# DIRECTIONS FOR THIS TASK
Wherever an image appears in the entries, drop it and reproduce everything else exactly.

---- PROVIDED DATA

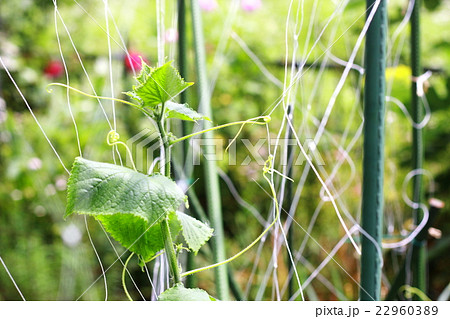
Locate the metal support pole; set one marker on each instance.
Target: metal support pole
(419, 269)
(373, 158)
(211, 176)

--------

# EXERCISE ANSWER
Locate the metal support pole; set one marker on each instance.
Target: metal support pole
(419, 269)
(373, 158)
(211, 176)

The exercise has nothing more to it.